*Problem requirements*: In the listing that follows, determine how many lines include the word "backpack". Respond with that number alone.

*Study material*:

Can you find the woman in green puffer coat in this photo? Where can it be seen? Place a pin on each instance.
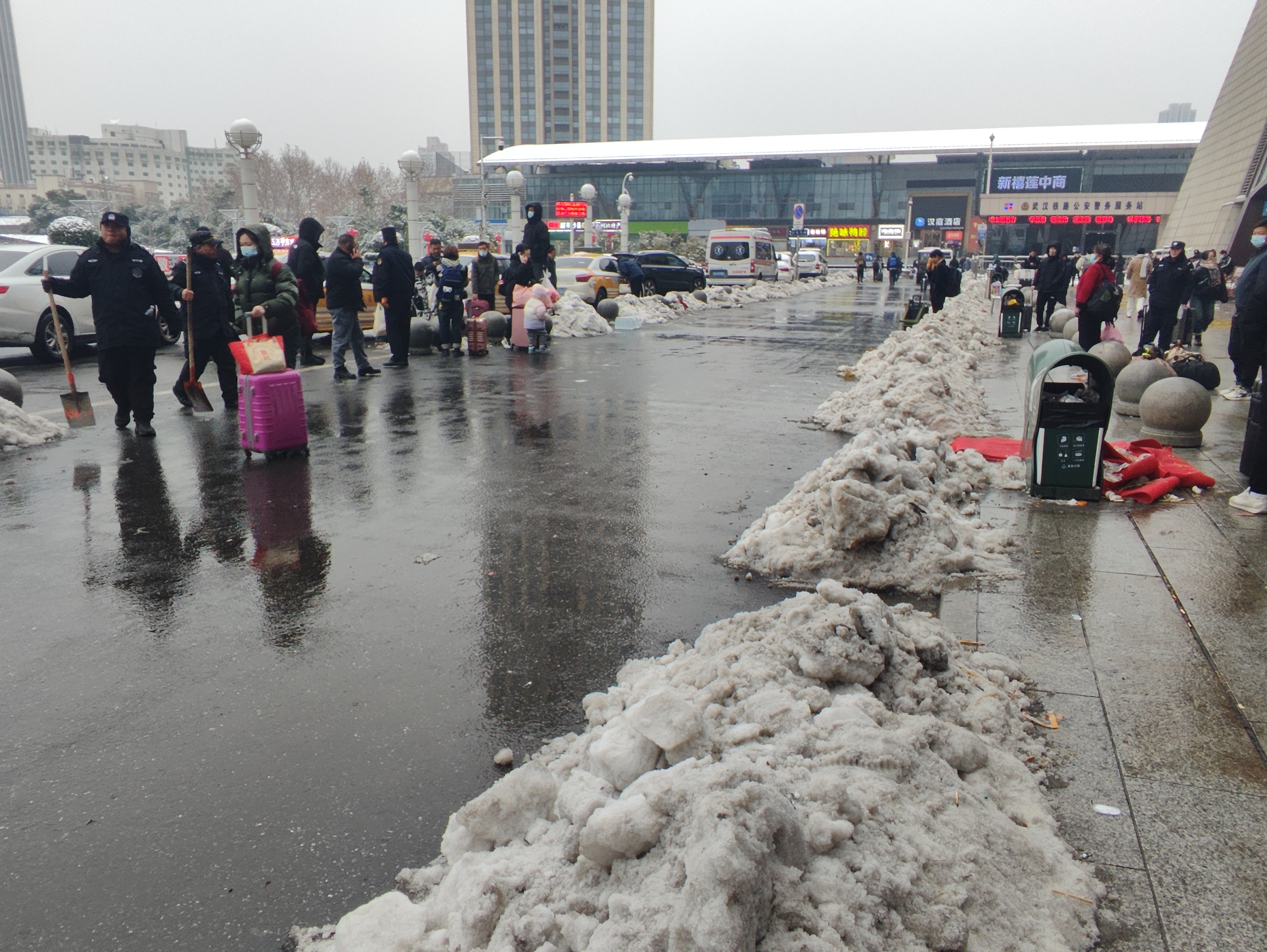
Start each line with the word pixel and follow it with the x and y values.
pixel 267 289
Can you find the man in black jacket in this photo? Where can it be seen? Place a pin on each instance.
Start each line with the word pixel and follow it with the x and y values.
pixel 939 280
pixel 304 263
pixel 1052 284
pixel 1170 287
pixel 212 301
pixel 125 282
pixel 393 289
pixel 537 236
pixel 345 302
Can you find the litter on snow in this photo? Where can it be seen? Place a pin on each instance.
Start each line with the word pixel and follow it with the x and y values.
pixel 21 429
pixel 818 775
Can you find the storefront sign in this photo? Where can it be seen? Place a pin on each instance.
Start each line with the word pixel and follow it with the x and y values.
pixel 1009 180
pixel 849 231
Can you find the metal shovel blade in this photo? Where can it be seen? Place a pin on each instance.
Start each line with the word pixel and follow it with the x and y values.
pixel 79 410
pixel 198 397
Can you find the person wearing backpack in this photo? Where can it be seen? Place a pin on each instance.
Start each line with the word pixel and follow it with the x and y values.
pixel 1098 297
pixel 449 301
pixel 1209 289
pixel 267 289
pixel 939 282
pixel 1170 287
pixel 345 302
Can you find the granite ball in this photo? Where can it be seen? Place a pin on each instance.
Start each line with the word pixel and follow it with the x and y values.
pixel 1174 412
pixel 1133 381
pixel 10 388
pixel 1116 354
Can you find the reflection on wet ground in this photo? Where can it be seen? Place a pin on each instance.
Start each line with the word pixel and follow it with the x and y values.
pixel 235 695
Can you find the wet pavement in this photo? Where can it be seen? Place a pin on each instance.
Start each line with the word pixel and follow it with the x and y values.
pixel 234 700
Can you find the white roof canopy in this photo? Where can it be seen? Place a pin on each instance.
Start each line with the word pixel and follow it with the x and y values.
pixel 1029 139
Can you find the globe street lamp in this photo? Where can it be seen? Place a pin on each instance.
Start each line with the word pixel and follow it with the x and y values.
pixel 587 193
pixel 515 183
pixel 245 140
pixel 625 202
pixel 412 167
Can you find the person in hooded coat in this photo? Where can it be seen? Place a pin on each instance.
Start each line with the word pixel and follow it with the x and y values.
pixel 306 264
pixel 393 288
pixel 125 282
pixel 267 292
pixel 537 236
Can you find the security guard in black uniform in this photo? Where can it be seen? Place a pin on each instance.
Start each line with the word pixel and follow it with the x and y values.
pixel 125 282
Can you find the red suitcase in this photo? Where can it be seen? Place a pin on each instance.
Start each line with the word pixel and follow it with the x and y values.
pixel 272 418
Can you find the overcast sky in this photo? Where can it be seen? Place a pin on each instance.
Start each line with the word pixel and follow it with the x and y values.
pixel 354 80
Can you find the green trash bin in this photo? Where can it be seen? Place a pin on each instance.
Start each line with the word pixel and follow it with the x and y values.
pixel 1012 308
pixel 1067 412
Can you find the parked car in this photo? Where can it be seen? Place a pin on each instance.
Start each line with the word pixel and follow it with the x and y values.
pixel 26 319
pixel 813 263
pixel 788 268
pixel 664 272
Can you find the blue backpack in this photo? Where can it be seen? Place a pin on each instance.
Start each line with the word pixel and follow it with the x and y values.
pixel 453 283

*Exercise output*: 2